Work instructions | Copy every line of the records below word for word, leaving out the pictures.

◆ ◆ ◆ ◆ ◆

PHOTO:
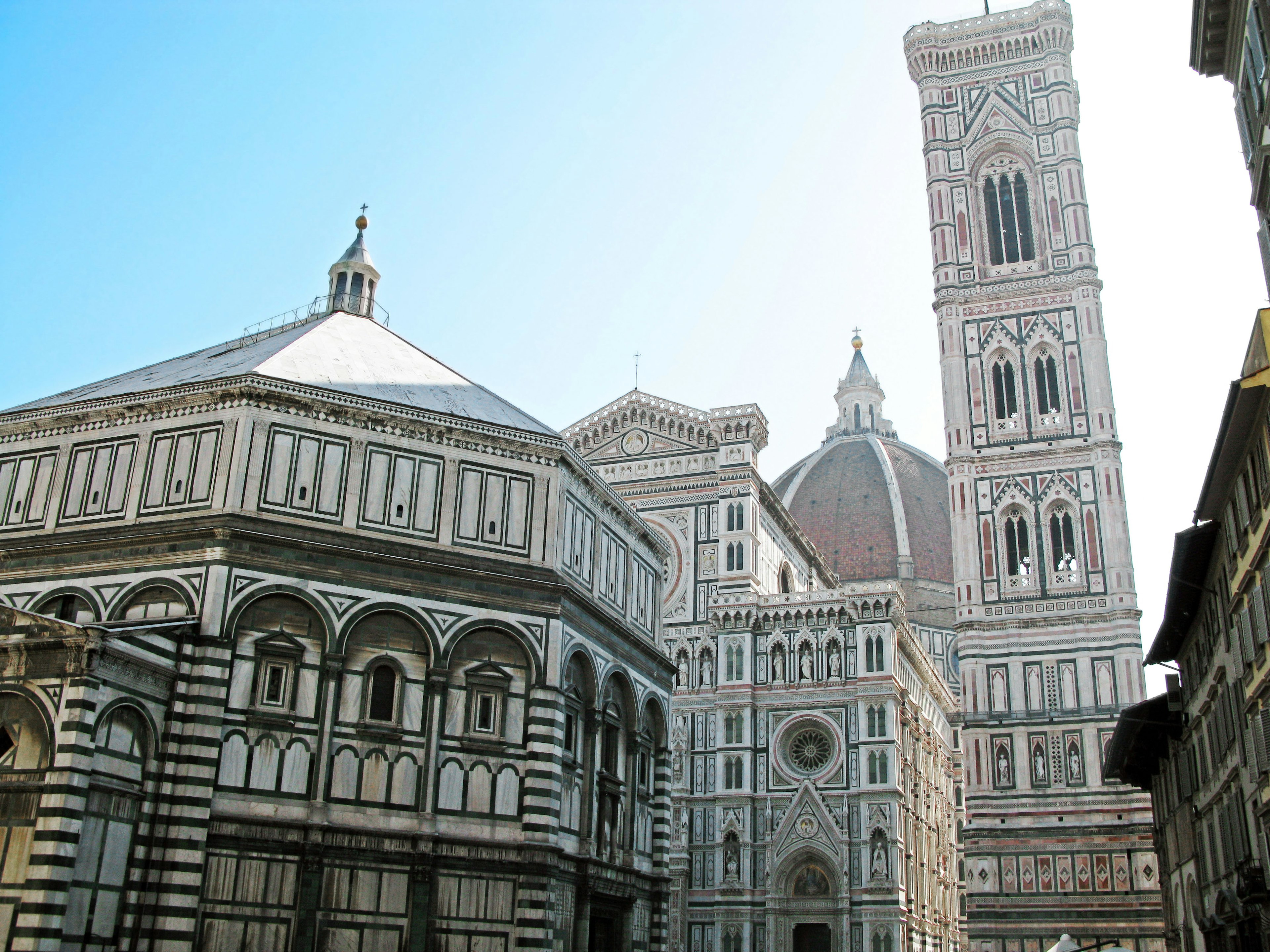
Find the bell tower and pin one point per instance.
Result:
(1047, 612)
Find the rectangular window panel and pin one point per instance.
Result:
(375, 488)
(401, 493)
(331, 489)
(492, 521)
(24, 483)
(494, 508)
(305, 475)
(469, 504)
(517, 513)
(181, 469)
(100, 480)
(304, 489)
(280, 469)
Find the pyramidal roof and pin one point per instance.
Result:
(341, 352)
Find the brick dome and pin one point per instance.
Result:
(875, 508)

◆ ◆ ◆ ◆ ◆

Problem solution |
PHOTO:
Find the bell tower and pin one point per instance.
Result:
(1047, 612)
Find the rectangular window panel and pin one point per instance.
Result:
(375, 488)
(401, 493)
(331, 489)
(492, 521)
(24, 483)
(494, 508)
(305, 475)
(469, 504)
(517, 513)
(181, 469)
(100, 480)
(304, 489)
(280, 469)
Find the pyramidal roof and pin one point per instance.
Result:
(341, 352)
Find the brick dome and pin one point per instance.
Result:
(875, 508)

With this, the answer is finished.